* [Work to be completed]
Copy out the following lines without any changes.

====== Provided records

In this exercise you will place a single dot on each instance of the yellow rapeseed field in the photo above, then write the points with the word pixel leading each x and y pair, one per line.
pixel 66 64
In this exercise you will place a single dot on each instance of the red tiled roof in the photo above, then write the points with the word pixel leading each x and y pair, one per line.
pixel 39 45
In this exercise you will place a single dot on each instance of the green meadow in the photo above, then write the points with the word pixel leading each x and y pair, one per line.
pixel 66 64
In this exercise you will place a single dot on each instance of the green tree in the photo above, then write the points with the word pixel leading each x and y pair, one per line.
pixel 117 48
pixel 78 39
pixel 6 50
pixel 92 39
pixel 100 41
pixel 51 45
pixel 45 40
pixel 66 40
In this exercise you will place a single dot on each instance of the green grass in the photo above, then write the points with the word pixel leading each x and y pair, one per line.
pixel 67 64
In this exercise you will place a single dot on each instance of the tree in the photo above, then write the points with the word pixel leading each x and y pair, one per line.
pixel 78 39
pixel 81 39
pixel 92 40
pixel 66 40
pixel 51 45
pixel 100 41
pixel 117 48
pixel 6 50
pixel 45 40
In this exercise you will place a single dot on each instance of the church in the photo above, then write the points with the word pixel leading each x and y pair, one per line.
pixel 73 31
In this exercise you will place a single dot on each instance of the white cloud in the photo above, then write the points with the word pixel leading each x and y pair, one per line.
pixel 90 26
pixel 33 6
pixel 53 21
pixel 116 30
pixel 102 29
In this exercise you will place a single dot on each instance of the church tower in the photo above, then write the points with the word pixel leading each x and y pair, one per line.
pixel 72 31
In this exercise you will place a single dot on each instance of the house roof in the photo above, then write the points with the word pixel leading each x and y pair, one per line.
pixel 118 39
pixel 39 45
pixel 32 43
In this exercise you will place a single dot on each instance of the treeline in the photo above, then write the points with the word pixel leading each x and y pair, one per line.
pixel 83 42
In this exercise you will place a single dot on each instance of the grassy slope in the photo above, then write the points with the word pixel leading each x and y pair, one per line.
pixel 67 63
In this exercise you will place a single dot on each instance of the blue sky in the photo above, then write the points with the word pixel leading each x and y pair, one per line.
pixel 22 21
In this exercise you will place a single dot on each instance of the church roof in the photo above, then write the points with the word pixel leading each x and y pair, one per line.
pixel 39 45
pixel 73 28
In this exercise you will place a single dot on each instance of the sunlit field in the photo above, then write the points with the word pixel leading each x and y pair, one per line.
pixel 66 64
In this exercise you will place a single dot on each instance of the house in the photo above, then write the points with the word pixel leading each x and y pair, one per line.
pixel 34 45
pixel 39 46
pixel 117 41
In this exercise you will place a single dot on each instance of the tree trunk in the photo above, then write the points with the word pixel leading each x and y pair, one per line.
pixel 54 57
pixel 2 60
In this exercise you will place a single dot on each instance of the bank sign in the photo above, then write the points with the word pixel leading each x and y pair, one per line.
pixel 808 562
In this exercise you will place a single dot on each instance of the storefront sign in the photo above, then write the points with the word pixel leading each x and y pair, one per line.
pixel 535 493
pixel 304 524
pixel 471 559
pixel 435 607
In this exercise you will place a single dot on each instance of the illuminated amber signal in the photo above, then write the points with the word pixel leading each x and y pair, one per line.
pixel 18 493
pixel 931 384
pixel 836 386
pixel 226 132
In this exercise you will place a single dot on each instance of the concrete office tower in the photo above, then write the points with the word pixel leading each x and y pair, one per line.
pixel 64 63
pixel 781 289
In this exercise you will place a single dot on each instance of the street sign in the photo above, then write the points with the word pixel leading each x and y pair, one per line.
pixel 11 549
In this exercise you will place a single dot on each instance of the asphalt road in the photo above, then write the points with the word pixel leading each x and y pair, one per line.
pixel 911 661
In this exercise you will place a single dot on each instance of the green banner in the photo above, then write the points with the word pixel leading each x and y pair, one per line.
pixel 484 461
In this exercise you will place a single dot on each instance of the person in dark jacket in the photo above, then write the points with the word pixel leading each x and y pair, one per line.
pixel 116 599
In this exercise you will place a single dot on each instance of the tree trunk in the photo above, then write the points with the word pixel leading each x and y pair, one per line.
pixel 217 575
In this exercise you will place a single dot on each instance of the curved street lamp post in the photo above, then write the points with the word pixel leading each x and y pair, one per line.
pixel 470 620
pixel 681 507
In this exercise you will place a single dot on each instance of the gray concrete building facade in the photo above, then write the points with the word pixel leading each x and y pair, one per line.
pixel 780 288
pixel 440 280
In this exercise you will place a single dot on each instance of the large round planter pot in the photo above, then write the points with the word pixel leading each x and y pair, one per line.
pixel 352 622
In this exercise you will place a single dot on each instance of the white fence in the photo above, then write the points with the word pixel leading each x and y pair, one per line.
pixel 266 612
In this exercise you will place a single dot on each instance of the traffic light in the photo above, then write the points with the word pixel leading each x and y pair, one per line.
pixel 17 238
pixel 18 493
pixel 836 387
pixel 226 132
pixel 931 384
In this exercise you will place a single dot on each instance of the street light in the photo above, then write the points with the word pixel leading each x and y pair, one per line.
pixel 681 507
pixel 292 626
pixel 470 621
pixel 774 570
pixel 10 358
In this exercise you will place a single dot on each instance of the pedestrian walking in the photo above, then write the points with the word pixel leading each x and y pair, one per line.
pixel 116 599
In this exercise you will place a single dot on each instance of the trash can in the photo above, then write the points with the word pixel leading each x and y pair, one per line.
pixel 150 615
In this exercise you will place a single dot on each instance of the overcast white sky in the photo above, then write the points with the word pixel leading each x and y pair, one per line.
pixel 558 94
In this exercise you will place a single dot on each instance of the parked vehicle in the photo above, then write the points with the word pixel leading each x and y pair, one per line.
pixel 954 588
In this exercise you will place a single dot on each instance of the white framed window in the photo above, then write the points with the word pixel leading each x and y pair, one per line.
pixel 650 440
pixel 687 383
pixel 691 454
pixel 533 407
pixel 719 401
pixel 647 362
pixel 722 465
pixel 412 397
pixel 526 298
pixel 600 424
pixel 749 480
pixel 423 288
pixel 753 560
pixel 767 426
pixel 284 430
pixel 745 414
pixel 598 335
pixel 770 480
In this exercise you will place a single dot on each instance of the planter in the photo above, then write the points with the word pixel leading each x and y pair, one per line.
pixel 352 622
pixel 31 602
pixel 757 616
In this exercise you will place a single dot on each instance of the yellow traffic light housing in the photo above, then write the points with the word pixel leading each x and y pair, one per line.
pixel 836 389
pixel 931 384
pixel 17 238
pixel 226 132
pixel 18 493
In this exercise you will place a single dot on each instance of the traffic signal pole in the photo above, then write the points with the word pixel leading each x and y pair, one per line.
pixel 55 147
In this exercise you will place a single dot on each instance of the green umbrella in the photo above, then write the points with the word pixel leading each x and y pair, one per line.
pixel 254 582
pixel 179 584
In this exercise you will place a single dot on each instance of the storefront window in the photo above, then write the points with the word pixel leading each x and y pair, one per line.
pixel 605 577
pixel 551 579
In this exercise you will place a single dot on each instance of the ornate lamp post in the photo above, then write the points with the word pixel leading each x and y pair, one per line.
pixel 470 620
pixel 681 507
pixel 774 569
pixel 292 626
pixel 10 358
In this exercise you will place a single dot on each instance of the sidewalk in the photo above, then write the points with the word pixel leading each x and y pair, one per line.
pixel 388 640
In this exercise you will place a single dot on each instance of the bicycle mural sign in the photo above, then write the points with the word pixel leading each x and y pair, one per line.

============

* [Task answer]
In this exercise you will place a single dot on each instance of the yellow rapeseed field in the photo above, then write the points with the word pixel leading each x and y pair, one per line.
pixel 66 64
In this exercise you will place a single dot on each instance of the red tiled roof in the photo above, then write the points with the word pixel leading each x and y pair, one per line.
pixel 39 45
In this exercise you will place a single dot on each instance of the green meadow in the photo above, then write the points with the word pixel leading each x and y pair, one per line.
pixel 66 64
In this exercise you will place a single dot on each instance of the green tree in the photo above, then write the points with the word pixel leading each x and y pair, one per line.
pixel 117 48
pixel 78 39
pixel 6 50
pixel 92 39
pixel 100 41
pixel 51 45
pixel 45 40
pixel 66 40
In this exercise you will place a single dot on each instance of the green grass in the photo above, then write the points with the word pixel leading each x and y pair, one per line.
pixel 67 64
In this exercise you will place a single dot on each instance of the tree in the photo above, then write the points with the word pixel leading each x and y pair, one per line.
pixel 78 39
pixel 81 39
pixel 92 40
pixel 66 40
pixel 51 45
pixel 100 41
pixel 117 48
pixel 6 50
pixel 45 40
In this exercise you will place a single dot on each instance of the church in the photo above, then write the points with the word pixel leading each x and y pair, one per line.
pixel 73 31
In this exercise you will place a single dot on each instance of the white cloud in the photo above, then write the points with the word pixel leading each x and y pair, one per line.
pixel 90 26
pixel 33 6
pixel 53 21
pixel 116 30
pixel 102 29
In this exercise you will place a single dot on each instance of the church tower in the photo above, then write the points with the word pixel leading each x and y pair, one per line.
pixel 72 31
In this exercise you will place a single dot on each instance of the house roof in the photo above, then write the points with the word pixel leading each x and y pair, one per line.
pixel 118 39
pixel 39 45
pixel 32 43
In this exercise you will place a single dot on each instance of the treeline in the photo above, then write the points with the word pixel leading each x and y pair, one per line.
pixel 83 42
In this exercise you will place a single dot on each instance of the grassy slope in the photo above, then write the points with the word pixel leading each x and y pair, one per line.
pixel 67 63
In this exercise you will place a single dot on each instance of the blue sky in the photo above, then write the points with the word pixel leading each x and y pair, one per line.
pixel 22 21
In this exercise you will place a single dot on each instance of the church roof in the photo above, then write the points with the word pixel leading each x and y pair, one per line.
pixel 39 45
pixel 73 28
In this exercise you will place a single dot on each instance of the sunlit field in the photo above, then write the points with the word pixel leading each x and y pair, one per line.
pixel 66 64
In this exercise you will place a single dot on each instance of the house in the photo above, then write the points with the word pixel leading each x and y pair, one per line.
pixel 34 45
pixel 39 46
pixel 117 41
In this exercise you will place a single dot on each instance of the tree trunk in the photo above, then write the points with the word pixel leading each x and y pair, one per line.
pixel 54 57
pixel 2 60
In this exercise you will place a single dot on each instance of the bank sign in the photo above, then write the points with the word pixel leading each x and y pair, one per line.
pixel 808 562
In this exercise you will place a single dot on each instance of the storefront sign in the photo above, then write the points with the word pixel leading each x and y pair, one per line.
pixel 535 493
pixel 304 524
pixel 471 559
pixel 435 607
In this exercise you will place a single dot on each instance of the illuminated amber signal in the photo above, then write the points with the word pixel leading each x and y pair, one per line.
pixel 18 493
pixel 931 384
pixel 836 386
pixel 226 132
In this exercise you will place a single dot on each instance of the concrete office tower in the photo above, then write the points with the word pixel leading each x and y pair, one per line.
pixel 64 63
pixel 781 289
In this exercise you will place a single dot on each instance of the street sign in the photo above, then write the points with the word pixel leading each x and y pair, one per line.
pixel 11 549
In this exercise you will place a single dot on each instance of the asphalt road in the photo above, then write the points with the word pixel leading each x and y pair, one per line.
pixel 911 661
In this exercise you will place a single dot on each instance of the green banner in the photo above, then write the points with the word pixel leading each x and y pair, one per line.
pixel 484 461
In this exercise you will place a single dot on each instance of the person in dark jacket in the photo above, then write the points with the word pixel leading each x and y pair, one per line.
pixel 116 599
In this exercise you will place a single dot on each instance of the tree trunk in the photo above, then write the points with the word pixel leading each x and y pair, one per line.
pixel 217 575
In this exercise you will place a single dot on each instance of the curved street lamp post in the photo above, then write the points with the word pixel leading each x and y pair, one per line.
pixel 470 620
pixel 681 507
In this exercise you will place a single dot on each instance of the gray concrete building facade in the photo above, then write the points with the word pixel leading each x and y pair, one per line.
pixel 780 288
pixel 440 280
In this exercise you will place a single dot on each instance of the large round planter pot in the photo above, then write the points with the word pixel leading each x and y pair, one per line.
pixel 352 622
In this exercise you will place a single dot on each instance of the white fence in the photo above, then write the points with the word pixel leading each x and y pair, one per line.
pixel 266 612
In this exercise you will place a single dot on each instance of the traffic light in the photo above, then write the points with the word pixel leading each x and y pair, one per line.
pixel 17 238
pixel 18 493
pixel 836 387
pixel 226 132
pixel 931 384
In this exercise you will place a single dot on each instance of the street light in the photo above, then write the points with the word pixel leading each x and y pair, one per line.
pixel 681 507
pixel 292 626
pixel 470 621
pixel 774 570
pixel 10 358
In this exercise you will place a single dot on each instance of the pedestrian walking in the photo above, then write the points with the word pixel leading each x and y pair, one per line.
pixel 116 599
In this exercise you will place a single dot on each instance of the trash can in the photo above, then write the points with the word pixel leading each x and y pair, one per line.
pixel 150 615
In this exercise you will place a single dot on each instance of the overcast white sky in the photo above, then write the points with the word pixel leading each x and y pair, one per line.
pixel 558 94
In this exercise you will place a single dot on each instance of the parked vehicle in the photo above, then write the points with the word pixel leading each x and y pair, one per line.
pixel 954 588
In this exercise you will place a single dot on each instance of the white framed window in the photo above, then write the points with the word pixel leading each x and y pair, one per line.
pixel 650 440
pixel 687 383
pixel 691 454
pixel 533 407
pixel 719 401
pixel 647 362
pixel 722 465
pixel 412 397
pixel 526 298
pixel 600 424
pixel 749 480
pixel 423 288
pixel 753 560
pixel 767 426
pixel 284 430
pixel 745 414
pixel 598 335
pixel 770 480
In this exercise you will place a single dot on each instance of the planter in the photo above, then write the points with the word pixel leading each x and y pair, one per line.
pixel 352 622
pixel 31 602
pixel 757 616
In this exercise you will place a single dot on each instance of the yellow traffic light housing in the photo above, then write the points with the word pixel leading each x and y pair, one per line.
pixel 836 389
pixel 931 384
pixel 17 238
pixel 226 132
pixel 18 493
In this exercise you will place a single dot on each instance of the traffic signal pole in the photo above, then write the points with the word pixel leading each x and y pair, one per line.
pixel 55 147
In this exercise you will place a single dot on each instance of the green umbrella in the photo above, then write the points with the word pixel leading each x and y pair, one per line.
pixel 254 582
pixel 179 584
In this exercise you will place a single dot on each instance of the storefront window in the photo above, then write the points with the word pixel leading each x and y pair, one per line.
pixel 605 577
pixel 551 579
In this exercise you will place a single dot on each instance of the ornate lamp post in the photo above, then write the points with the word pixel leading each x and y pair, one per line.
pixel 470 620
pixel 681 507
pixel 774 569
pixel 292 626
pixel 10 358
In this exercise you will place a single dot on each instance of the sidewalk in the photo above, then write the points with the word pixel leading each x and y pair, one per line.
pixel 388 640
In this exercise you will place a single dot on each instance of the bicycle mural sign in the photo above, then write the points with the word pixel leading each x and y pair, one per line.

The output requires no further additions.